Work to be completed: Show every line below where "gray" appears.

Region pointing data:
────────────────

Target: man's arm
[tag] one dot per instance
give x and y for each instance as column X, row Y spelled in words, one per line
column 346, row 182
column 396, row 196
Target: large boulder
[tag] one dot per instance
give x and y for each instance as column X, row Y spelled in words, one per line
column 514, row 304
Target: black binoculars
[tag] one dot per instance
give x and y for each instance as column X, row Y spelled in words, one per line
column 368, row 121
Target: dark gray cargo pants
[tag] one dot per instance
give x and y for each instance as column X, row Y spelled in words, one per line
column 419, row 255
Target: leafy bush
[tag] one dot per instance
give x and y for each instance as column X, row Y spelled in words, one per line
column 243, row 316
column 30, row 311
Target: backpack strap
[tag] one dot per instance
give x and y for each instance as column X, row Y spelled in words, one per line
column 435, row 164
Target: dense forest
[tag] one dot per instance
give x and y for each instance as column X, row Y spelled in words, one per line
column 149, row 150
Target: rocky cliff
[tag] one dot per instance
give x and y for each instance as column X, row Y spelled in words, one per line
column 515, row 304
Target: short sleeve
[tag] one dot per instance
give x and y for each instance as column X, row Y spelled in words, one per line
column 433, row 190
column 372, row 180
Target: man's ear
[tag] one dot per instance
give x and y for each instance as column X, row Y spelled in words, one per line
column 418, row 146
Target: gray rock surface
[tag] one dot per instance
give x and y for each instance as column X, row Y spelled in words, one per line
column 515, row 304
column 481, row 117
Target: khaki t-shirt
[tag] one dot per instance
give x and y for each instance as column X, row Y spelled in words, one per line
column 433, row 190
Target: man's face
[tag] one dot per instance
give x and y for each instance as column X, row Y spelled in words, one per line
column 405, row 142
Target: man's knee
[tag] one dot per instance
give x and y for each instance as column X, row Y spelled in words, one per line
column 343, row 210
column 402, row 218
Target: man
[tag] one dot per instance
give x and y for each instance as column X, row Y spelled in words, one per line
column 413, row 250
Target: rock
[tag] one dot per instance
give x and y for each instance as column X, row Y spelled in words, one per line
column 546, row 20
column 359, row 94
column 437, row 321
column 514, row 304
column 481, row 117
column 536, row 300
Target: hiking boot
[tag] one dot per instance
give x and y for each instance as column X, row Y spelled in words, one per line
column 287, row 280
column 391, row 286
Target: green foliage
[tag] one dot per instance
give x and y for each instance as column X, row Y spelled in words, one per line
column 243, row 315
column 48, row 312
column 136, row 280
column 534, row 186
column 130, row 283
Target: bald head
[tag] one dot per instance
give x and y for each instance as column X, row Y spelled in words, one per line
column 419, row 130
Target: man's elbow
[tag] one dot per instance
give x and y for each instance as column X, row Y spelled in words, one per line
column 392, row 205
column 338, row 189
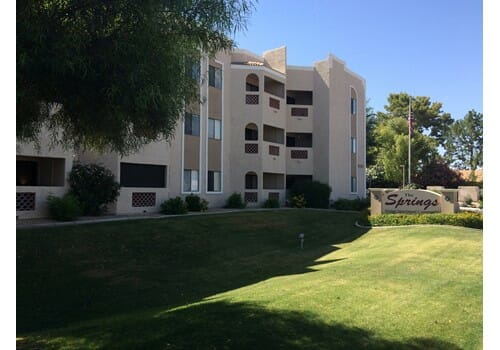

────────────────

Solution:
Target: dark gray cargo pants
Target: gray rock surface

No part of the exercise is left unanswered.